Let’s add this model again as latex code by adding a new file “linear_model.tex”:
\subsection{Linear Model}
Using a linear regression model, the Dunning-Kruger effect can be stated as
\begin{equation}
oc^* = \alpha + \beta_1 s^* + u
\end{equation}
with $\beta_1 < 0$.
Substituting the observable variables and rearranging according to eq. \ref{p} and \ref{dd}:
\begin{equation}
oe = \alpha + \beta_1 p + u - \epsilon(1 + \beta_1)
\end{equation}
\subsubsection{Correction}
There are different ways to correct for the bias introduced by measurement error:
\begin{itemize}
\item Bias correction: use a bias correction formula that takes into account the correlation between performance and the error term
\item IV approach: measure performance on a second test ($p_2$) and compute $\beta_1 = \frac{\cov(oe, p_2)}{\cov(p, p_2)}$.
\end{itemize}
and adding to render.tex
:
If we now render render.tex
, the resulting document looks like this:
2 2. Document the Theory
2.1 Documenting Reusability with a LICENSE
We will add a CC0 (Creative Commons Zero) license to the repository, to waive all copryright protection
worcs::add_license_file(path = ".", license = "cc0")
2.2 Documenting Interoperability with a README File
We will add a README file describes the repository’s contents and purpose, making it easier for others to understand the theory’s potential for interoperability and reuse. First, we include a draft README file using:
theorytools::add_readme_fair_theory(title = "Dunning-Kruger Effect",
path = ".")
##############################
◆ Written request 1
Reproduce the Dunning-Kruger tutorial excerpt verbatim, from "Let’s add this" down to "with $\beta_1 < 0$.".
◆ Written request 2
In the Dunning-Kruger tutorial excerpt, which license is added to the repository?
◆ Written request 3
List every variable or parameter symbol that appears in the equation for oe in the Dunning-Kruger tutorial excerpt.
##############################
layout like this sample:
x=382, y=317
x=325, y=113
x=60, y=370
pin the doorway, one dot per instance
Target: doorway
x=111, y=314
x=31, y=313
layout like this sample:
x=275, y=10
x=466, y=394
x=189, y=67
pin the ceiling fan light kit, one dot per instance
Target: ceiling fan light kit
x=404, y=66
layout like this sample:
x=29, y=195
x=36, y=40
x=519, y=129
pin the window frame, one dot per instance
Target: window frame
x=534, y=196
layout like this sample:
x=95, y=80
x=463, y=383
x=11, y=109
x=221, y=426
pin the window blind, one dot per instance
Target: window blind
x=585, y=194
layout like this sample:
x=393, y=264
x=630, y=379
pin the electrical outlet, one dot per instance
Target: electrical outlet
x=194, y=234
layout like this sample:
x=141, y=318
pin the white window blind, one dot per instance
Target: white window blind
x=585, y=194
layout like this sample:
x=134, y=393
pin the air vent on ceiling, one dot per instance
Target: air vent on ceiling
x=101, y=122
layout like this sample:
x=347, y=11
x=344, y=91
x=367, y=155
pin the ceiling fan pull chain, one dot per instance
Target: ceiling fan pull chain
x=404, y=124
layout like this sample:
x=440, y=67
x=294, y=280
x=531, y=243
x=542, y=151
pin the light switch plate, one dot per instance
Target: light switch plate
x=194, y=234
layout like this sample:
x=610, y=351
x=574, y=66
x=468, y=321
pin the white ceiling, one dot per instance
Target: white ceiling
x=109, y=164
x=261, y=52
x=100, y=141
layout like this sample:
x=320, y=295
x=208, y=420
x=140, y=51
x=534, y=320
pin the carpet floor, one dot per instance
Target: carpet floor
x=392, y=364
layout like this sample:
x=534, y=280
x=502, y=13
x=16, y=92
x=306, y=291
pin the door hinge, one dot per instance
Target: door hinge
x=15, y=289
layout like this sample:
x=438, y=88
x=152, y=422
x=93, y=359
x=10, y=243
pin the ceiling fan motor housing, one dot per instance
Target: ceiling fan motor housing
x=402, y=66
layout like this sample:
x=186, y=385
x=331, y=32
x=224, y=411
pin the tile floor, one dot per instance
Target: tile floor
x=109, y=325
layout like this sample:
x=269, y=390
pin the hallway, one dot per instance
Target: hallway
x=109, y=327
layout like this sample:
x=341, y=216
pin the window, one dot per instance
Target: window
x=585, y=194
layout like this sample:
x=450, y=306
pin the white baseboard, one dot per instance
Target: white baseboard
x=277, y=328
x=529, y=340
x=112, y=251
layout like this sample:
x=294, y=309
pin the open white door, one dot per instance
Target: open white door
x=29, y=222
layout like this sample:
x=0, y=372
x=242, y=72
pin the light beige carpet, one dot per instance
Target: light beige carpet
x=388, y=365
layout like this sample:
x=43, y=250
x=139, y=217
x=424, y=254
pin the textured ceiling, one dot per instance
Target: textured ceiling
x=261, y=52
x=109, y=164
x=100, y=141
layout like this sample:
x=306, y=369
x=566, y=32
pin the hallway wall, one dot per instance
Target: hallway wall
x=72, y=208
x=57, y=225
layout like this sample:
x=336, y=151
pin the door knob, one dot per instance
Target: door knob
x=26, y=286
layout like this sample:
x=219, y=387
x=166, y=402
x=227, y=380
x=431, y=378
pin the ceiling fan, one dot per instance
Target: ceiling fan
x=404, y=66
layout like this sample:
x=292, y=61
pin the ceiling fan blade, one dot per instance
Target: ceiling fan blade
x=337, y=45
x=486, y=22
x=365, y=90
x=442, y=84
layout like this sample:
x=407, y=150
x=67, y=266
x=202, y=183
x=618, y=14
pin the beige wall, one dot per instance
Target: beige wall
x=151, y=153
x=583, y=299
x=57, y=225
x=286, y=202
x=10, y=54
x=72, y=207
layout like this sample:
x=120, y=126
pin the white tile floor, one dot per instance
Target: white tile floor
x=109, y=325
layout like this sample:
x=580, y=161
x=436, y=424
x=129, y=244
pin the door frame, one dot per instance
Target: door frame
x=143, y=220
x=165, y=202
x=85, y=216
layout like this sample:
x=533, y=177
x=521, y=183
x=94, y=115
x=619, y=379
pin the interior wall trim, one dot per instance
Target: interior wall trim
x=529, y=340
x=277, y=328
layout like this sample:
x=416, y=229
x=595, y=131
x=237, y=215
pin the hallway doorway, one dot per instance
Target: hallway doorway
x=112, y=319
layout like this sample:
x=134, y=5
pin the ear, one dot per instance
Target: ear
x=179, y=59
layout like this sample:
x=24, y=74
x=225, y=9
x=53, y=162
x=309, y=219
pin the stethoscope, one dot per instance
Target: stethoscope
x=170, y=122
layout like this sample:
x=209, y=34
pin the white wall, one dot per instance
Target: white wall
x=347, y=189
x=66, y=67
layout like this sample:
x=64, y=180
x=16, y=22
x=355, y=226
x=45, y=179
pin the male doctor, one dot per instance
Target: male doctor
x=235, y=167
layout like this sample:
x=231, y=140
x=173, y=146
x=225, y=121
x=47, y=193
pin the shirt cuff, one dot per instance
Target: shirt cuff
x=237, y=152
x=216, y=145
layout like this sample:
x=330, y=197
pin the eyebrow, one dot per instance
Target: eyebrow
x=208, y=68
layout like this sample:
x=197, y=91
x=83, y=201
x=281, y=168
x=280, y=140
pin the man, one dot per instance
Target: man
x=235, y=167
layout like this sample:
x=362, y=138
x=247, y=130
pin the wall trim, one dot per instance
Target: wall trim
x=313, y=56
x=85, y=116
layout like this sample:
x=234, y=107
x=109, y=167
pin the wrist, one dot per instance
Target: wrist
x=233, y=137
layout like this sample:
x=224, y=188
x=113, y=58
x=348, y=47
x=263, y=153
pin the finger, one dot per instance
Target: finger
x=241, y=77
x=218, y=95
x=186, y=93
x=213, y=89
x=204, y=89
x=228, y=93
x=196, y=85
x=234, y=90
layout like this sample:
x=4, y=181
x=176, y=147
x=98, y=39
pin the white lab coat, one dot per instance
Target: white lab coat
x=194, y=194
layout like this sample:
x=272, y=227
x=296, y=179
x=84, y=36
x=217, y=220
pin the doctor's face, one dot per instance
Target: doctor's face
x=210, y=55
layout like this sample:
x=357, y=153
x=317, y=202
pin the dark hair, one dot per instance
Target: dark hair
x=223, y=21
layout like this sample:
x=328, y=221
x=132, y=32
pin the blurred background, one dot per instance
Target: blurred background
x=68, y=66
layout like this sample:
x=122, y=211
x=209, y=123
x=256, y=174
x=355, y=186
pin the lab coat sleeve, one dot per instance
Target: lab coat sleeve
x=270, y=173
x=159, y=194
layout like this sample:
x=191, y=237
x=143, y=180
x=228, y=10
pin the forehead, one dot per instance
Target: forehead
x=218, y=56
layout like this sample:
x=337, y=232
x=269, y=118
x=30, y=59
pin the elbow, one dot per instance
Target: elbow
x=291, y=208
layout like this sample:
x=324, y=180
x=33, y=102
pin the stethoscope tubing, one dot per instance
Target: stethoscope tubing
##############################
◆ Task answer 1
Let’s add this model again as latex code by adding a new file “linear_model.tex”:
\subsection{Linear Model}
Using a linear regression model, the Dunning-Kruger effect can be stated as
\begin{equation}
oc^* = \alpha + \beta_1 s^* + u
\end{equation}
with $\beta_1 < 0$.

◆ Task answer 2
A CC0 (Creative Commons Zero) license.

◆ Task answer 3
oe, \alpha, \beta_1, p, u, \epsilon